#### BRANO DI TESTO

7 – Tanto precisato, deve ulteriormente osservarsi che nel caso di abusi edilizi cd. maggiori, ovvero di opere realizzate in assenza o totale difformità dal necessario permesso di costruire, le sanzioni sono previste in via generale dall'art. 31 del T.U. 380/2001, riproduttivo sul punto delle corrispondenti disposizioni già contenute nella l. 28 febbraio 1985, n. 47. Il Comune, quale ente preposto alla corretta gestione del territorio e titolare del relativo potere di vigilanza, deve ordinare la rimessione in pristino e la demolizione in cui essa si concreta; in caso di inottemperanza si verifica poi di diritto l'acquisizione dell'opera abusiva al patrimonio dell'ente, il quale è tenuto a provvedere, quale proprietario, alla rimessione in pristino non ancora effettuata.

7.1 - Ai fini del presente giudizio deve sottolinearsi che, quando si tratta di un abuso nell'area protetta rappresentata da un parco nazionale, le sanzioni sono le stesse quanto al contenuto, ma si deve tener conto delle disposizioni speciali che prevedono le relative competenze.

########
#### RIGHE DI DATI

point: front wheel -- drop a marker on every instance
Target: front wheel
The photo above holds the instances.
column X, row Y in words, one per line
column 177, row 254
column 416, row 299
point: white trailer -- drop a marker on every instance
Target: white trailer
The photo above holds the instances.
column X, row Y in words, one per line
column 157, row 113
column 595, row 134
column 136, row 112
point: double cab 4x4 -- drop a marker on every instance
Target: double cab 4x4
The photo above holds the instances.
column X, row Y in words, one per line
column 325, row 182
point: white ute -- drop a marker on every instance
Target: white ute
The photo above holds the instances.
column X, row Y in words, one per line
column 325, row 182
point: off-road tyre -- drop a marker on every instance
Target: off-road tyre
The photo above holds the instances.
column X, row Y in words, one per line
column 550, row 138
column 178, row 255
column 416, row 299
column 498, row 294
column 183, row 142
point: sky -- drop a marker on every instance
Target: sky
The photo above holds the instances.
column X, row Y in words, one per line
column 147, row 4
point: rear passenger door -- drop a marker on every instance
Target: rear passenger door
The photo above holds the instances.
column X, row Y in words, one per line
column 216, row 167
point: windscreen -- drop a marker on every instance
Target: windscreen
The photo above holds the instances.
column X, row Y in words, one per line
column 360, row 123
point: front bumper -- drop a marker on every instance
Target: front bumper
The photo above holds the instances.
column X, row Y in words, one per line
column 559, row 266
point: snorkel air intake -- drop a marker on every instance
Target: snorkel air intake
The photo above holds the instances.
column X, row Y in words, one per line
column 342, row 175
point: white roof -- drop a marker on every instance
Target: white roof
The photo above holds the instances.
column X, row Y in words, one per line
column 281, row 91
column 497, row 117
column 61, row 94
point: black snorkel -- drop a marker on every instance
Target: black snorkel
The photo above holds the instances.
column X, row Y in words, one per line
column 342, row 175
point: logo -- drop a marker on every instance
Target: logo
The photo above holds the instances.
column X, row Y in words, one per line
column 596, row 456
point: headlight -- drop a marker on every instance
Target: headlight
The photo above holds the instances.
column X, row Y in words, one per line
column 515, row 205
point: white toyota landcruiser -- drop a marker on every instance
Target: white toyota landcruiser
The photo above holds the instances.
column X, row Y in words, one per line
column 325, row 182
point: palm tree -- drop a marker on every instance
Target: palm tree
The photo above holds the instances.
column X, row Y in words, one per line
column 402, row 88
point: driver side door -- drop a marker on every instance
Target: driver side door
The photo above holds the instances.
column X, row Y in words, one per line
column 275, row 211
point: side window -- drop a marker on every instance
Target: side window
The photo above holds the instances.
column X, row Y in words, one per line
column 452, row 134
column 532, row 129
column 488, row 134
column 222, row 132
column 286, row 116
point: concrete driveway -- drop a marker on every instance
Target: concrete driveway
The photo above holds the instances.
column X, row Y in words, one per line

########

### [RICHIESTA ASSEGNATA 1]
Ricopia dal brano sugli abusi edilizi il passo che comincia con "7 – Tanto precisato, deve" e prosegue fino a "non ancora effettuata.".
### [RICHIESTA ASSEGNATA 2]
Secondo il brano sugli abusi edilizi, quale articolo del T.U. 380/2001 prevede in via generale le sanzioni per gli abusi edilizi maggiori?

### [RISULTATO ESERCIZIO 1]
7 – Tanto precisato, deve ulteriormente osservarsi che nel caso di abusi edilizi cd. maggiori, ovvero di opere realizzate in assenza o totale difformità dal necessario permesso di costruire, le sanzioni sono previste in via generale dall'art. 31 del T.U. 380/2001, riproduttivo sul punto delle corrispondenti disposizioni già contenute nella l. 28 febbraio 1985, n. 47. Il Comune, quale ente preposto alla corretta gestione del territorio e titolare del relativo potere di vigilanza, deve ordinare la rimessione in pristino e la demolizione in cui essa si concreta; in caso di inottemperanza si verifica poi di diritto l'acquisizione dell'opera abusiva al patrimonio dell'ente, il quale è tenuto a provvedere, quale proprietario, alla rimessione in pristino non ancora effettuata.

### [RISULTATO ESERCIZIO 2]
L'art. 31 del T.U. 380/2001.